> **Pasaje propuesto**
###
Evangelio según Lucas 2, 22-40

Domingo de la cuarta semana del tiempo ordinario

La presentación del Señor

 

Cuando llegó el día fijado por la Ley de Moisés para la purificación de ellos, llevaron al niño a Jerusalén para presentarlo al Señor, como está escrito en la Ley: “Todo varón primogénito será consagrado al Señor”. También debían ofrecer en sacrificio un par de tórtolas o de pichones de paloma, como ordena la Ley del Señor. Vivía entonces en Jerusalén un hombre llamado Simeón, que era justo y piadoso, y esperaba el consuelo de Israel. El Espíritu Santo estaba en él y le había revelado que no moriría antes de ver al Mesías del Señor. Conducido por el mismo Espíritu, fue al Templo, y cuando los padres de Jesús llevaron al niño para cumplir con él las prescripciones de la Ley, Simeón lo tomó en sus brazos y alabó a Dios, diciendo: “Ahora, Señor, puedes dejar que tu servidor muera en paz, como lo has prometido, porque mis ojos han visto la salvación que preparaste delante de todos los pueblos: luz para iluminar a las naciones paganas y gloria de tu pueblo Israel”. Su padre y su madre estaban admirados por lo que oían decir de Él. Simeón, después de bendecirlos, dijo a María, la madre: “Este niño será causa de caída y de elevación para muchos en Israel; será signo de contradicción, y a ti misma una espada te atravesará el corazón. Así se manifestarán claramente los pensamientos íntimos de muchos”. Había también allí una profetisa llamada Ana, hija de Fanuel, de la familia de Aser, mujer ya entrada en años, que, casada en su juventud, había vivido siete años con su marido. Desde entonces había permanecido viuda, y tenía ochenta y cuatro años. No se apartaba del Templo, sirviendo a Dios noche y día con ayunos y oraciones. Se presentó en ese mismo momento y se puso a dar gracias a Dios. Y hablaba acerca del niño a todos los que esperaban la redención de Jerusalén. Después de cumplir todo lo que ordenaba la Ley del Señor, volvieron a su ciudad de Nazaret, en Galilea. El niño iba creciendo y se fortalecía, lleno de sabiduría, y la gracia de Dios estaba con Él.
###
(Registros de una colección de datos)
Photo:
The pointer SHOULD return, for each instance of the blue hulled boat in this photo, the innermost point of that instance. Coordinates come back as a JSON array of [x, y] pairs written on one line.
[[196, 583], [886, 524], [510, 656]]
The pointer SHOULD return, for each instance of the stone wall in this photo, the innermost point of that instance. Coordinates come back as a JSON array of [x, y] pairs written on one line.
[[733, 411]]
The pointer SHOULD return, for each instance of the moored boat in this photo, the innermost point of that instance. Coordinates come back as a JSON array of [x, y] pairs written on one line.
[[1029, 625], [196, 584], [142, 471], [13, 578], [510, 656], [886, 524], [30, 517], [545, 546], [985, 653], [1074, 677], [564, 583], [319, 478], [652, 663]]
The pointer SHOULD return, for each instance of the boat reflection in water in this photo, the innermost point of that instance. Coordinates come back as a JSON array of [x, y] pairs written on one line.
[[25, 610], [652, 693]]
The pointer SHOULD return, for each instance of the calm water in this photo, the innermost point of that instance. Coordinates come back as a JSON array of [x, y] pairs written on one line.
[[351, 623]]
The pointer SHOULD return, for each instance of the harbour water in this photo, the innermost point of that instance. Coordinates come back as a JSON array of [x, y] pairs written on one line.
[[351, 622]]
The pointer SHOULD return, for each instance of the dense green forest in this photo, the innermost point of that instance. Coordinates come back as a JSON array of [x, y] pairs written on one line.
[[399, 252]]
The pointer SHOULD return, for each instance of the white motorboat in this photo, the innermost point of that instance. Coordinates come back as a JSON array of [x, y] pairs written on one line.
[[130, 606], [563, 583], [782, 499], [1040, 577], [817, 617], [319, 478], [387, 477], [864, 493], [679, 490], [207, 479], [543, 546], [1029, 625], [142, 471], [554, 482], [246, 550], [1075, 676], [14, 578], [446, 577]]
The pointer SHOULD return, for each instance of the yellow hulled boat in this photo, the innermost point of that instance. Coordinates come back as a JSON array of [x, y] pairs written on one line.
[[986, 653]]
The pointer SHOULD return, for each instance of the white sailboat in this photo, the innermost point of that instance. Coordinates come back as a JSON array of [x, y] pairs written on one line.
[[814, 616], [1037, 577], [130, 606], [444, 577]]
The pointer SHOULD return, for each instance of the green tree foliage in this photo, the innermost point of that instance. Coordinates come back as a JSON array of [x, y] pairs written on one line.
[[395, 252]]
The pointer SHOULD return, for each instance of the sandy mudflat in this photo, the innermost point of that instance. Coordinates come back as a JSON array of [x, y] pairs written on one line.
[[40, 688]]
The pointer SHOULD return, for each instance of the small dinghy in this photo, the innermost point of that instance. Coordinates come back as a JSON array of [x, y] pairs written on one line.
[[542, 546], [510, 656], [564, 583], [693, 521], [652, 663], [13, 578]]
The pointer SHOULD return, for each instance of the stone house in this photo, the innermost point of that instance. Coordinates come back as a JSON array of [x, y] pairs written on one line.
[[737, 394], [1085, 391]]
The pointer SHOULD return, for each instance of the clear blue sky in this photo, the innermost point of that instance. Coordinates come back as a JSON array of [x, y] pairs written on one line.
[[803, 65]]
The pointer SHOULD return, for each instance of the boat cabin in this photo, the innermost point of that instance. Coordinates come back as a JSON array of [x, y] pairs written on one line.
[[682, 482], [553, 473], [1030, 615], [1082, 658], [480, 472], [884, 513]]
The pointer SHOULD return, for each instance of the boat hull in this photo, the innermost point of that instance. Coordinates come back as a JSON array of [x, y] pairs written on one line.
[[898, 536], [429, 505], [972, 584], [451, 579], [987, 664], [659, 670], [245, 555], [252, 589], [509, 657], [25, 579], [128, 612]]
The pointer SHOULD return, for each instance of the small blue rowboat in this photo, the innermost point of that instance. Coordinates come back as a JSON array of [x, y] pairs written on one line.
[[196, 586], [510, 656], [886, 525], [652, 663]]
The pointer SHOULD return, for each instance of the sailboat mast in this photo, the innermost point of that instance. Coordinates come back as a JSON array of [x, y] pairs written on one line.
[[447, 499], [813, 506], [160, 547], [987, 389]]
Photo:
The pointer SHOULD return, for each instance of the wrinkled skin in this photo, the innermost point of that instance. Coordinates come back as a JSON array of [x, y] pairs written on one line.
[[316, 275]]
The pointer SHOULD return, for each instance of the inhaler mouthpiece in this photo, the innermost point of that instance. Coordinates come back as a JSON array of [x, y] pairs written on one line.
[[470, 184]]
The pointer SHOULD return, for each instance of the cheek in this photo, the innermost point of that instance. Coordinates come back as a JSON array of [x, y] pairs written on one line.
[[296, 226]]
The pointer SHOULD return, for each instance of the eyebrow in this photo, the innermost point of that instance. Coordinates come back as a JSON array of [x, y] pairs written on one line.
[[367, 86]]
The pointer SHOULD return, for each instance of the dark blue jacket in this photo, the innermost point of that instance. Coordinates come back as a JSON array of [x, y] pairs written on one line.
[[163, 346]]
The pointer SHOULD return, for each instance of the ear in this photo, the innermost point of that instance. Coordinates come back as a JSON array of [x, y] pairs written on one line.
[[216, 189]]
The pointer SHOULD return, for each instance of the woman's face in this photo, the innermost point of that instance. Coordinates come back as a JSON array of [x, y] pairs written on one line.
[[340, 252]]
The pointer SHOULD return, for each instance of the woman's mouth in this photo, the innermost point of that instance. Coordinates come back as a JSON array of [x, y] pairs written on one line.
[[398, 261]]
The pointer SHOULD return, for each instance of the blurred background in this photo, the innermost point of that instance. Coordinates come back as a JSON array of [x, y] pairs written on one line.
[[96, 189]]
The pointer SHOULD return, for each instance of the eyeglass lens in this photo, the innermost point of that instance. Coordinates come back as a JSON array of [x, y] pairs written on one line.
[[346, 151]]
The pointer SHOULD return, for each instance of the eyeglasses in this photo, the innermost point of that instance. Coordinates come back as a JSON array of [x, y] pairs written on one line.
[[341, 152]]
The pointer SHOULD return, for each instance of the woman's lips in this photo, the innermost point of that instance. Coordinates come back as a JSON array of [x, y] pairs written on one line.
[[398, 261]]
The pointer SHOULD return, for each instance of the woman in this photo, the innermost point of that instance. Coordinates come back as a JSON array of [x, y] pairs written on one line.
###
> **Consigna del ejercicio**
Prosigue el pasaje sobre la presentación del Señor a partir de su última oración. Los datos no son necesarios para resolver nada aquí.

> **Respuesta del ejercicio**
 

Meditación de José Miguel Arévalo Araneda

 

“Vivía entonces en Jerusalén un hombre llamado Simeón, que era justo y piadoso”

 

El Señor me dice: Mis padres en la tierra cumplieron con las tradiciones religiosas de su pueblo y me llevaron al templo para ser consagrado a Dios como primogénito. El Padre quiso que mi presencia y el impacto de mi venida fuera plenamente revelada por el Espíritu Santo a Simeón y Ana, dos personas de fe sencilla y perseverantes en la oración. Cuando vives tu fe de manera sencilla y te mantienes perseverante en la oración el Espíritu Santo se manifiesta a través tuyo, entonces me verás como el Mesías, te alegrarás y tendrás la paz.

 

Me impresiona cómo Dios actúa: la presencia del Mesías en su presentación en el templo solo se reveló plenamente a dos personas sencillas, pudiendo haber sido revelada por Dios a los sacerdotes, a los maestros de la ley, u otra gente importante. Simeón y Ana agradecieron a Dios y profetizaron, hablando del salvador y de la salvación de Israel, provocando la admiración de María y José. Me gustaría tener la fe necesaria para creer que, más cerca de Ti en oración, puedo ser más agradecido de tu presencia y voz del espíritu santo para otros.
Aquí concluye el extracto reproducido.